● What to produce
Rewrite the stretch of the listing below as a numbered list, starting at the line containing "Exercise. Identify the white soccer" and ending at the line containing "(260, 1240)", with both of those lines included and any blank lines omitted. Leave the pictures out.

● Annotation data for object locations
============
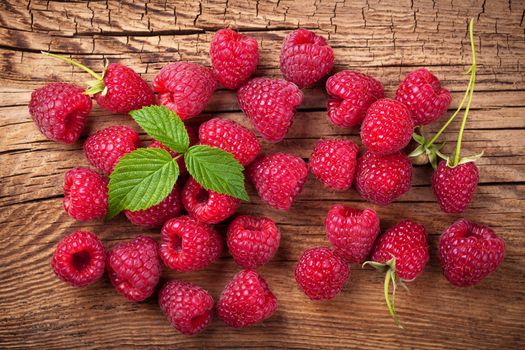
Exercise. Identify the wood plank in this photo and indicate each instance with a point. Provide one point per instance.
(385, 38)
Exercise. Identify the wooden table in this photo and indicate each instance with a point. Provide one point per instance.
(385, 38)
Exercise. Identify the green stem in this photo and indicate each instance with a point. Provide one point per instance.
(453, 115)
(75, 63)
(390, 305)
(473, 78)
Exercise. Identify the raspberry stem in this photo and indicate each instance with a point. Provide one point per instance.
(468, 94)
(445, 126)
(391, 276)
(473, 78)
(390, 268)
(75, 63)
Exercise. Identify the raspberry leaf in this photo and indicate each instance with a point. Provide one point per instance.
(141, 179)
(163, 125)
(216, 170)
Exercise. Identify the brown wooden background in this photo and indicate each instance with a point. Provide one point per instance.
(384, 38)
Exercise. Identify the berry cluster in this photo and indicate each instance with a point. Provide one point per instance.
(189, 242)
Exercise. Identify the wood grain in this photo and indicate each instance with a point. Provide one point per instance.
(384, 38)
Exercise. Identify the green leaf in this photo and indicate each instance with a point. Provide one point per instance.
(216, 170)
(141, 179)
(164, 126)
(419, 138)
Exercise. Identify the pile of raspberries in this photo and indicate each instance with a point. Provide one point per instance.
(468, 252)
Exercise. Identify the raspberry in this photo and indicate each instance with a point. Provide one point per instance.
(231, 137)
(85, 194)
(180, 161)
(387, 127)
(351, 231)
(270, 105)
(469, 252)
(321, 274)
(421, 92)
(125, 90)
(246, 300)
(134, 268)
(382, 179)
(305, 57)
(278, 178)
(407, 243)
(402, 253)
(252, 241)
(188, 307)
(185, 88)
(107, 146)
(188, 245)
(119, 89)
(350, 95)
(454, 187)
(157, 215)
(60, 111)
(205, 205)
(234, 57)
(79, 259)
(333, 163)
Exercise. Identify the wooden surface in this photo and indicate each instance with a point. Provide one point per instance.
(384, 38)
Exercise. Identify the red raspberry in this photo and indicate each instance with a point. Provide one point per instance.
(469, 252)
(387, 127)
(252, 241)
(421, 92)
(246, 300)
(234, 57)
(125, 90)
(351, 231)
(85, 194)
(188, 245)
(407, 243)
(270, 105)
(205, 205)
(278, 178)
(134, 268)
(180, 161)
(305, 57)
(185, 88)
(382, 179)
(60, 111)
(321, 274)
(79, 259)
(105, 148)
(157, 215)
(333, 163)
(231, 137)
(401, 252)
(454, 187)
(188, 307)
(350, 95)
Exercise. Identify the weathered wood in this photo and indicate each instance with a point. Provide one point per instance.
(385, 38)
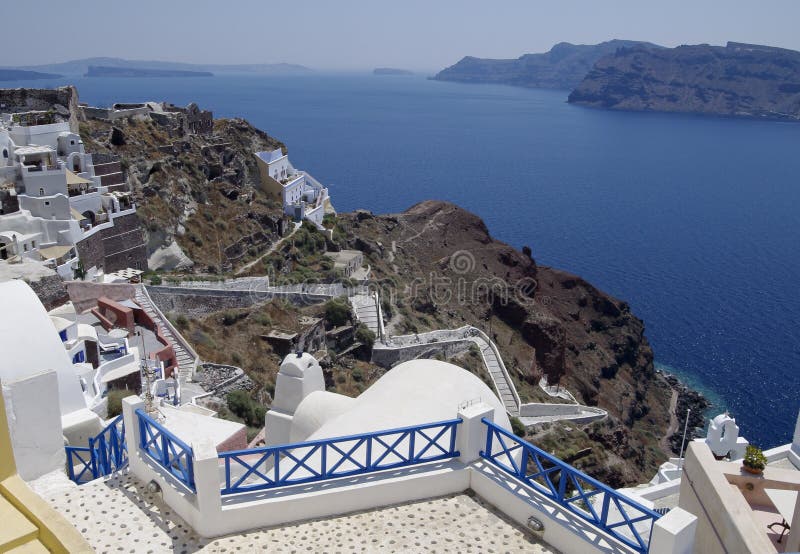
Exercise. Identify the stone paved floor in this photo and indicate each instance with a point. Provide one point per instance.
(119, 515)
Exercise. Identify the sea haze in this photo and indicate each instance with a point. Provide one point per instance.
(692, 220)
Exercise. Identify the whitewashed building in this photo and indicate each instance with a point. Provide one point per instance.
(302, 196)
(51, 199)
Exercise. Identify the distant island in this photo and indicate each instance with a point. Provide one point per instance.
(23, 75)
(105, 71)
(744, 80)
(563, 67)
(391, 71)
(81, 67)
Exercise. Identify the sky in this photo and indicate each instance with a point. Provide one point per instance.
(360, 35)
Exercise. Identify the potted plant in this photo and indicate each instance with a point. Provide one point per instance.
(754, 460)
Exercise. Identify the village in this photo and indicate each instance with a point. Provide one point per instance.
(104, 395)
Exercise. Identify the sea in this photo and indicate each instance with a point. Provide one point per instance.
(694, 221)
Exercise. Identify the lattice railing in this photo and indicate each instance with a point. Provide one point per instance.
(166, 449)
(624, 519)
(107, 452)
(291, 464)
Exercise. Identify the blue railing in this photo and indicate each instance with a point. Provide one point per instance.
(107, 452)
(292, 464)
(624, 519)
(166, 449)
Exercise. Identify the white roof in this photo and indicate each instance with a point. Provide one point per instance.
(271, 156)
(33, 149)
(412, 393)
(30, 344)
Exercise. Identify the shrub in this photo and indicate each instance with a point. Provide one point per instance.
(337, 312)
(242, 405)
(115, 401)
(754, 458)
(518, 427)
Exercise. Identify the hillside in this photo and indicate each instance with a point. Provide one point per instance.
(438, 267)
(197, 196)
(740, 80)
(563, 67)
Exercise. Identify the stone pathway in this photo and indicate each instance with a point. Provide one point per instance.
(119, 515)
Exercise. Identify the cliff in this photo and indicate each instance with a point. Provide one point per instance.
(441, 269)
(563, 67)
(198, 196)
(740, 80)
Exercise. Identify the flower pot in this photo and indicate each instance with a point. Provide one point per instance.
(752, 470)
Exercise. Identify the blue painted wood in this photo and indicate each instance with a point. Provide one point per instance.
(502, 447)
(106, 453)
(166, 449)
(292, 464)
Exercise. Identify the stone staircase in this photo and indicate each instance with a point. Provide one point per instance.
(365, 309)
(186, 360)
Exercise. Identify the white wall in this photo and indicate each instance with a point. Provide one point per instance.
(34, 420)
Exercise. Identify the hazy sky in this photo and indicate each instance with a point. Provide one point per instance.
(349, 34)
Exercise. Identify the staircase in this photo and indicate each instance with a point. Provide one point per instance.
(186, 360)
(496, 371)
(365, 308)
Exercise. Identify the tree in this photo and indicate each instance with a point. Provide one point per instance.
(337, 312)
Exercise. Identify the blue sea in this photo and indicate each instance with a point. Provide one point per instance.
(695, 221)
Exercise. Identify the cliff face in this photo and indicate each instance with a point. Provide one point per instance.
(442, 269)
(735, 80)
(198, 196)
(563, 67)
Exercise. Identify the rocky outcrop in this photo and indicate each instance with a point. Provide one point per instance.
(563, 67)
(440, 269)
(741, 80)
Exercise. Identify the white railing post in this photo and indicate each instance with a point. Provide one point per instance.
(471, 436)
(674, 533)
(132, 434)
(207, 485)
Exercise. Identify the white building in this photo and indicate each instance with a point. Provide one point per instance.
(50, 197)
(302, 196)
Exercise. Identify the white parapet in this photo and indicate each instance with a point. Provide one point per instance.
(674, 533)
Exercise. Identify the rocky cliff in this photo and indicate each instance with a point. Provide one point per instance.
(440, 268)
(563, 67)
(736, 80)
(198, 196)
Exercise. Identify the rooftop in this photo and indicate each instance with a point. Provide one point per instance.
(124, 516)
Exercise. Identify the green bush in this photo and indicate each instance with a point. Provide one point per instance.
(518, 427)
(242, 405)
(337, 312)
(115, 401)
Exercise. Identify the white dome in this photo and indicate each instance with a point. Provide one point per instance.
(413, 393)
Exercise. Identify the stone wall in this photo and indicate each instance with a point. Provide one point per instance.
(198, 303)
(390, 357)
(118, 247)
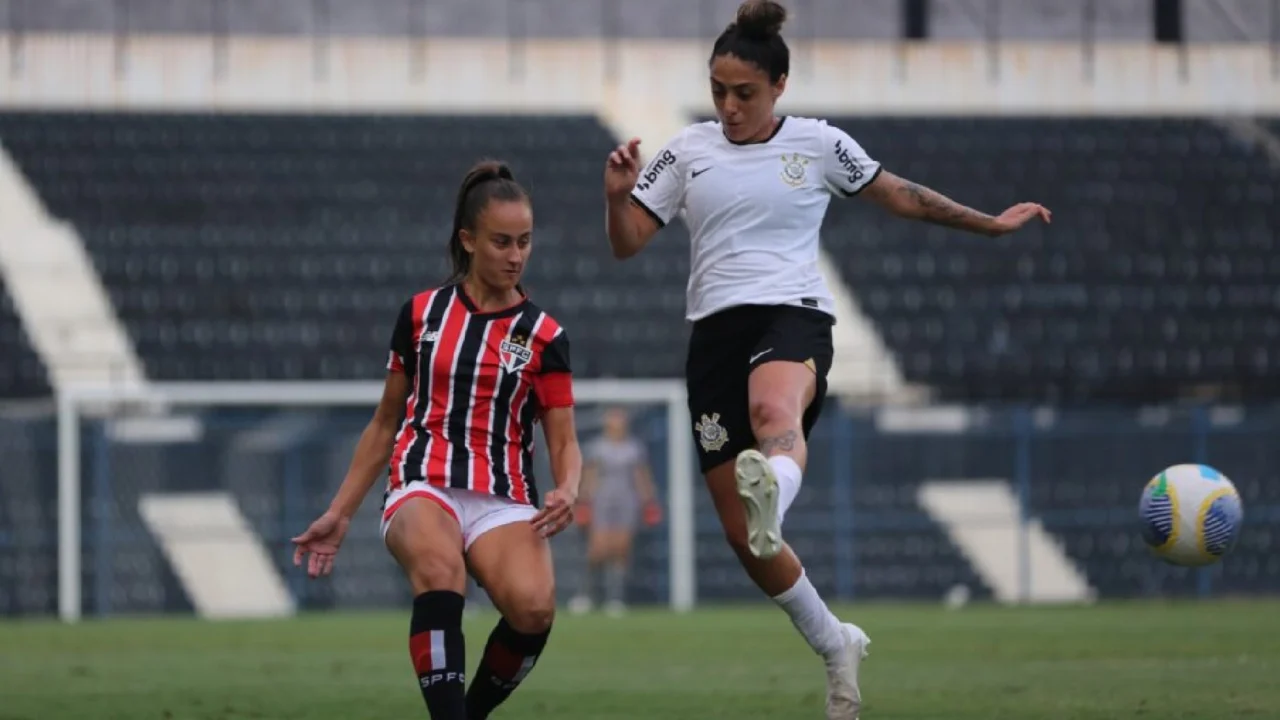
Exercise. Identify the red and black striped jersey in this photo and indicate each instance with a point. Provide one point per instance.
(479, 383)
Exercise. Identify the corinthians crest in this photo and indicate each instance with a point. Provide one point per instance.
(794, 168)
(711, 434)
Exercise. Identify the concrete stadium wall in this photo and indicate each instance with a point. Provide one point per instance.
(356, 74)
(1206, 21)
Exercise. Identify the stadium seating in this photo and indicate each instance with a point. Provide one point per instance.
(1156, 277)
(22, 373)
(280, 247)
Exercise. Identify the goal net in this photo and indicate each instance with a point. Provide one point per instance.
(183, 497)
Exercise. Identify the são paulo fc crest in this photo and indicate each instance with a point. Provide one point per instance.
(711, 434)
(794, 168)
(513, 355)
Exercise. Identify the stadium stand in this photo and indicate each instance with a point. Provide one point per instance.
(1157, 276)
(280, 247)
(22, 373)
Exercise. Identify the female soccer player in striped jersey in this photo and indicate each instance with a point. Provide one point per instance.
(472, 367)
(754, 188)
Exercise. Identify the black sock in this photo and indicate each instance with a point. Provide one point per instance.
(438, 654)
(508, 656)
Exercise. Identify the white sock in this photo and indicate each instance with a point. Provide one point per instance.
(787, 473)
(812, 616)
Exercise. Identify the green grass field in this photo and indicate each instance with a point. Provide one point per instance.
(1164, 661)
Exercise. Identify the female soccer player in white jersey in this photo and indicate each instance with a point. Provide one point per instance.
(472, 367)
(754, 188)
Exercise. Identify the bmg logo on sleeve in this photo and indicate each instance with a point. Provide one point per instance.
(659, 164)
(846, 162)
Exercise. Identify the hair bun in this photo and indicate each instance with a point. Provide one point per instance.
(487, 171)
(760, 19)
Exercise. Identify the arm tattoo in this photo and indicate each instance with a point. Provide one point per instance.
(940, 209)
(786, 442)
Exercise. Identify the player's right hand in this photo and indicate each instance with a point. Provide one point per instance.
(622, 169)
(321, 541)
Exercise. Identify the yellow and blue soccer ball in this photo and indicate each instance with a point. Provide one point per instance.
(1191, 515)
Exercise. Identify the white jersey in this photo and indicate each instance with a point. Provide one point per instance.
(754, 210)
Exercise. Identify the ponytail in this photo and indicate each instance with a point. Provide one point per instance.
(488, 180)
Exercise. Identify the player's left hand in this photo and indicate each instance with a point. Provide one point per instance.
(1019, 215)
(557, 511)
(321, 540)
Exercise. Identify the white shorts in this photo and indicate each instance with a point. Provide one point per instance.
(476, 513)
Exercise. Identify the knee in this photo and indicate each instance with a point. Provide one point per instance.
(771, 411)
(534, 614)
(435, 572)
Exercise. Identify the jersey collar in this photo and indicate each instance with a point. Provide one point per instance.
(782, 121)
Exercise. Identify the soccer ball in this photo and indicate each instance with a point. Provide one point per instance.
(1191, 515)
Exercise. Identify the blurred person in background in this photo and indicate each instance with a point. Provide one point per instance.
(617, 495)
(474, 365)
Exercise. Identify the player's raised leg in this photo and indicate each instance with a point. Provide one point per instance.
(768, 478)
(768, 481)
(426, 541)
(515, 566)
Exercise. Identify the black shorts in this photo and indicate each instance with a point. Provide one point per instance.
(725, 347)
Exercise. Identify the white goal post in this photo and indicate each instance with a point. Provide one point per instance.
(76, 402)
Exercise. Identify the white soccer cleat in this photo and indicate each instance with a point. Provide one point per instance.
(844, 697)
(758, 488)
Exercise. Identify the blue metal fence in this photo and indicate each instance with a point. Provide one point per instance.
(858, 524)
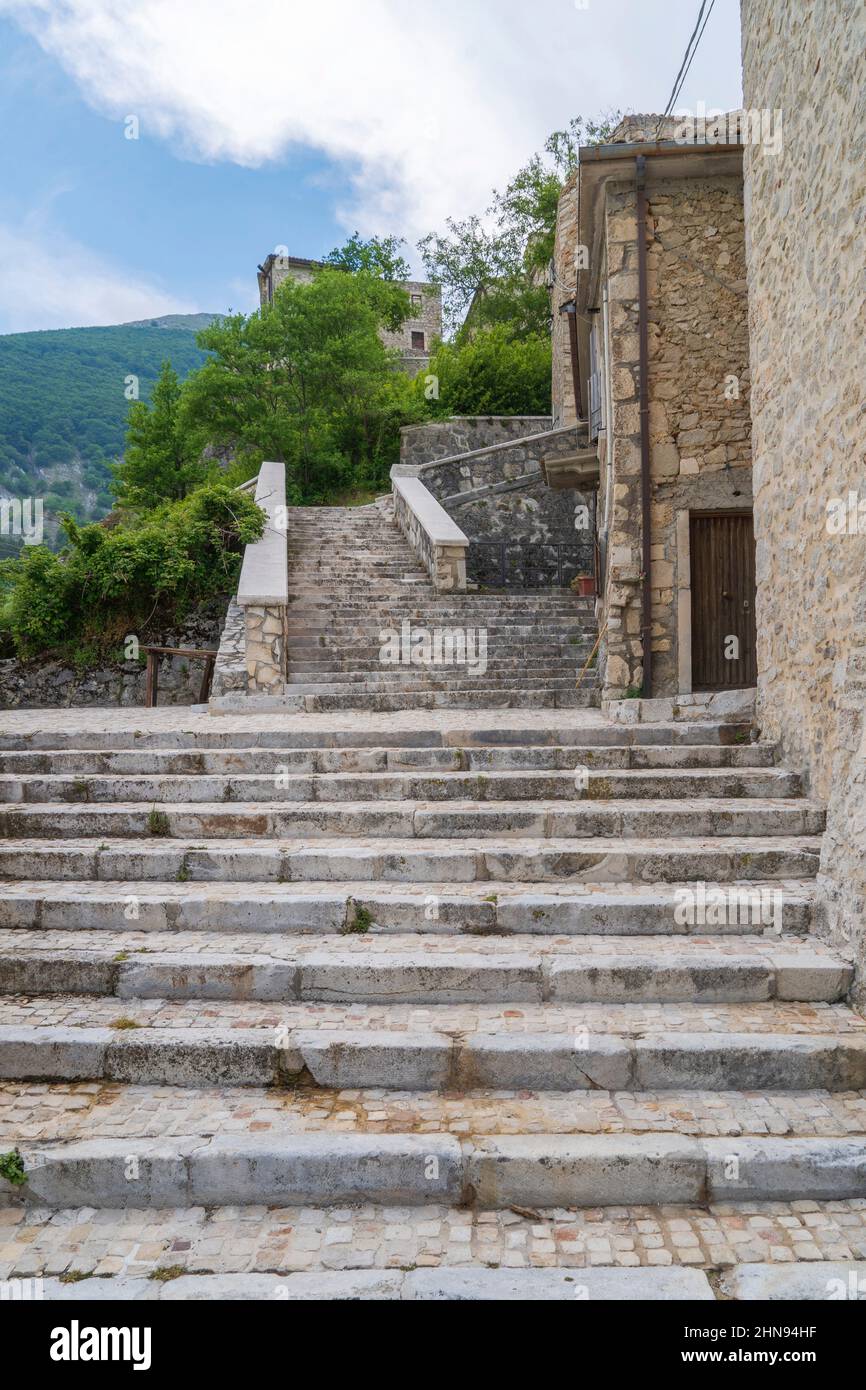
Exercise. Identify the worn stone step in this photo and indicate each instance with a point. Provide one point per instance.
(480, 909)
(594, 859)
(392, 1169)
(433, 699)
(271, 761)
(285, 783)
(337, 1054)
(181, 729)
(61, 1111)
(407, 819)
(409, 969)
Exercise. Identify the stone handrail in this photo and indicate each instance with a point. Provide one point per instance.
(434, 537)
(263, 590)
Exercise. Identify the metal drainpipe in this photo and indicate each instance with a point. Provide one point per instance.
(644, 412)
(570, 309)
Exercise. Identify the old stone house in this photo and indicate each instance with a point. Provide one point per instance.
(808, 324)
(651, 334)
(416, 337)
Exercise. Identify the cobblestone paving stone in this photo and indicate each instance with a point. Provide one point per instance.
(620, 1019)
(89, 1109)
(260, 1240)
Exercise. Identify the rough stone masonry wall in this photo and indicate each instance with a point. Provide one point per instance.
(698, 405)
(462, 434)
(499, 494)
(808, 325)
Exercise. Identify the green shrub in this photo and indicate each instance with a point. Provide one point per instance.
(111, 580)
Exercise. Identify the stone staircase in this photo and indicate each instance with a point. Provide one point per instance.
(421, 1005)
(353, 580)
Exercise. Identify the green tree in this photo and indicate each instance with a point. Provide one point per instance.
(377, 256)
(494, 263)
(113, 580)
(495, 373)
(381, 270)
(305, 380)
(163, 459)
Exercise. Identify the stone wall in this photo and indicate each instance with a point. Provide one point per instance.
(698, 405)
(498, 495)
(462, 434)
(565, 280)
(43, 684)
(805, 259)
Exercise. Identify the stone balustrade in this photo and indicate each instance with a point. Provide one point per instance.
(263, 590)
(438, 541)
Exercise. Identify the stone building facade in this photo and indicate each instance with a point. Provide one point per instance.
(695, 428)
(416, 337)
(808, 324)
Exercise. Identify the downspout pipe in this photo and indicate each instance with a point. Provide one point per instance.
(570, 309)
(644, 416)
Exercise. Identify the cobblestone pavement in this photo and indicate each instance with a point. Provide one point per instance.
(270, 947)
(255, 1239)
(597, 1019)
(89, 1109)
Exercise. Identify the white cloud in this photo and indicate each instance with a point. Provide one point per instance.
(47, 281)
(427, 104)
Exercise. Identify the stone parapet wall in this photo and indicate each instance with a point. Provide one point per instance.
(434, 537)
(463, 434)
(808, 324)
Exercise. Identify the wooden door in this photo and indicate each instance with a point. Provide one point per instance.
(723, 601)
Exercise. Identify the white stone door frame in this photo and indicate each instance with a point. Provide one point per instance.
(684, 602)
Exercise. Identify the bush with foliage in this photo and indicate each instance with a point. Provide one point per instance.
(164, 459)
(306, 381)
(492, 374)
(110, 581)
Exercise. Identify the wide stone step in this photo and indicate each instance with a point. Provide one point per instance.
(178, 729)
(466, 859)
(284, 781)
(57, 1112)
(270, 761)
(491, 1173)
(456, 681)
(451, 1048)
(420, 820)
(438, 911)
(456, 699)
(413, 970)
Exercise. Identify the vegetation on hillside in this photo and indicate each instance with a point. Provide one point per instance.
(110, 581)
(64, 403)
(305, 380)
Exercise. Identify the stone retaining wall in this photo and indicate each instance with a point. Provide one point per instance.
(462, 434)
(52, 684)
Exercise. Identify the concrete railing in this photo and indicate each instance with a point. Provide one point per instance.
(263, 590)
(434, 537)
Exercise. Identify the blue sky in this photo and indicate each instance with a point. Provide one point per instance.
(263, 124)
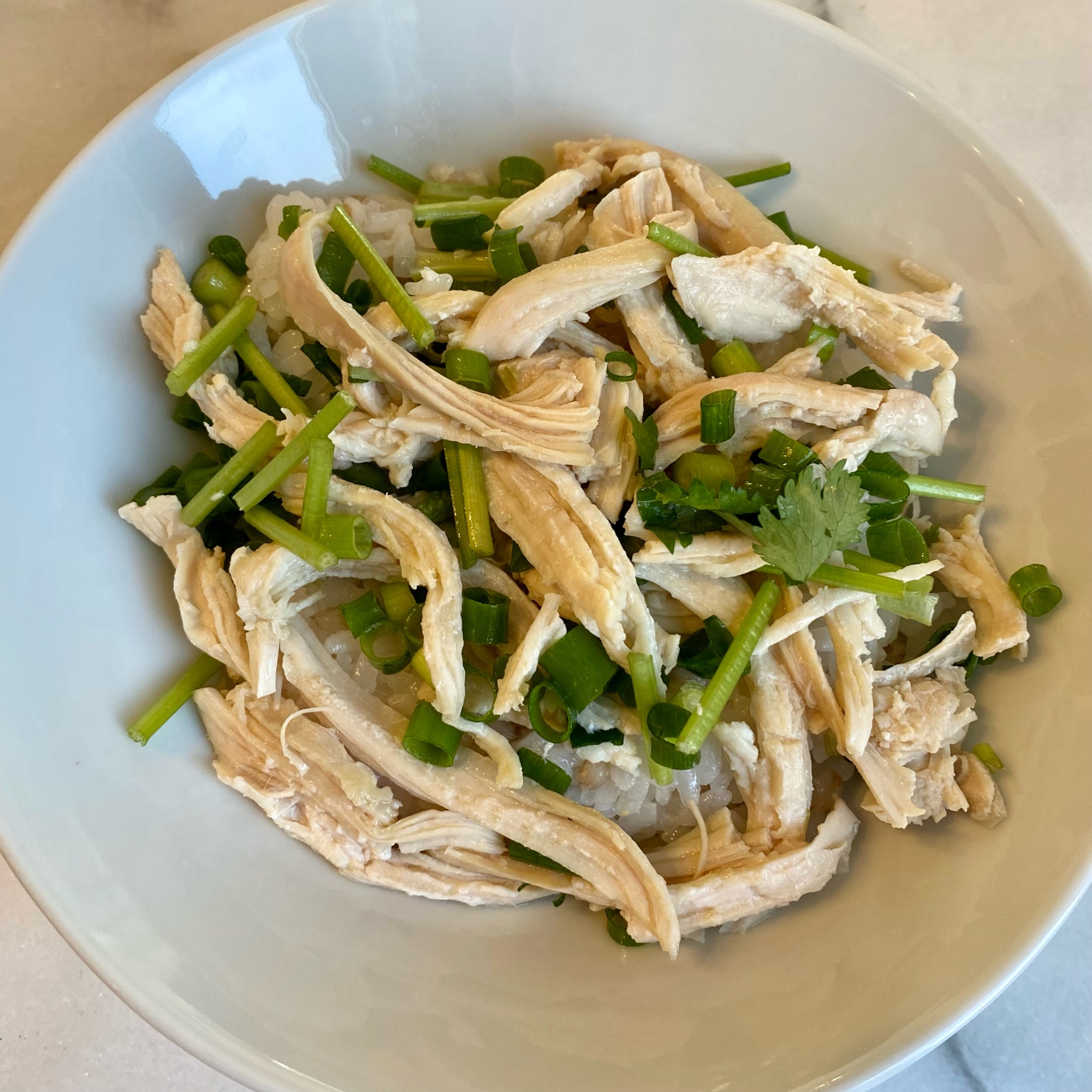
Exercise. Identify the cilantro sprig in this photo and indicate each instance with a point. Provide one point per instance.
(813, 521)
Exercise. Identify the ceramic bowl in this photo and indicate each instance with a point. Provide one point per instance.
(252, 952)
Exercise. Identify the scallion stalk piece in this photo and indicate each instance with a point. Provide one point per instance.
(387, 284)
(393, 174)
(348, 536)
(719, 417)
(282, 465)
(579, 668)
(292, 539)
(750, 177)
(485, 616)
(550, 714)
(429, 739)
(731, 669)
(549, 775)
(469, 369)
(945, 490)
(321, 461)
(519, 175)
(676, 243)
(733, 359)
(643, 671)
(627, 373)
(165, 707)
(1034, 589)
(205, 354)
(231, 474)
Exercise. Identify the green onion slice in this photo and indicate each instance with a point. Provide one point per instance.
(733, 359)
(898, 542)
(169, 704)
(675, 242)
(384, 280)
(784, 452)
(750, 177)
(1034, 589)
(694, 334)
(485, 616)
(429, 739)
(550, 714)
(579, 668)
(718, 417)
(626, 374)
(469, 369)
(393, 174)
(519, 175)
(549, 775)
============
● Written reply
1. Exercise. Identify the white soccer cleat in this photo and indicate each instance with a point. Provide one point per instance.
2. (844, 697)
3. (758, 488)
4. Exercise. Identify the blue metal fence in this photo and indicate each instance with a point. Provide one point per instance.
5. (858, 524)
6. Exercise. Identify the worn stone step in this photo and indicate each instance with a point. Provide one point per instance.
7. (480, 909)
8. (594, 859)
9. (392, 1169)
10. (433, 699)
11. (271, 761)
12. (285, 783)
13. (337, 1054)
14. (181, 729)
15. (61, 1111)
16. (407, 819)
17. (409, 969)
18. Exercise. Identify the stone handrail in this photo and indicate each instance with a point. Provide one point per instance.
19. (434, 537)
20. (263, 590)
21. Exercise. Identify the metal drainpipe in this photo and indicate each instance with a point. Provide one point per instance.
22. (644, 412)
23. (570, 309)
24. Exercise. Identify the old stone house in this photo and indicate each instance with a point. Provide one point per instance.
25. (808, 324)
26. (651, 334)
27. (416, 337)
28. Exercise. Identify the cobblestone paving stone in this photo and indicate each instance with a point. Provide one point per instance.
29. (620, 1019)
30. (89, 1109)
31. (260, 1240)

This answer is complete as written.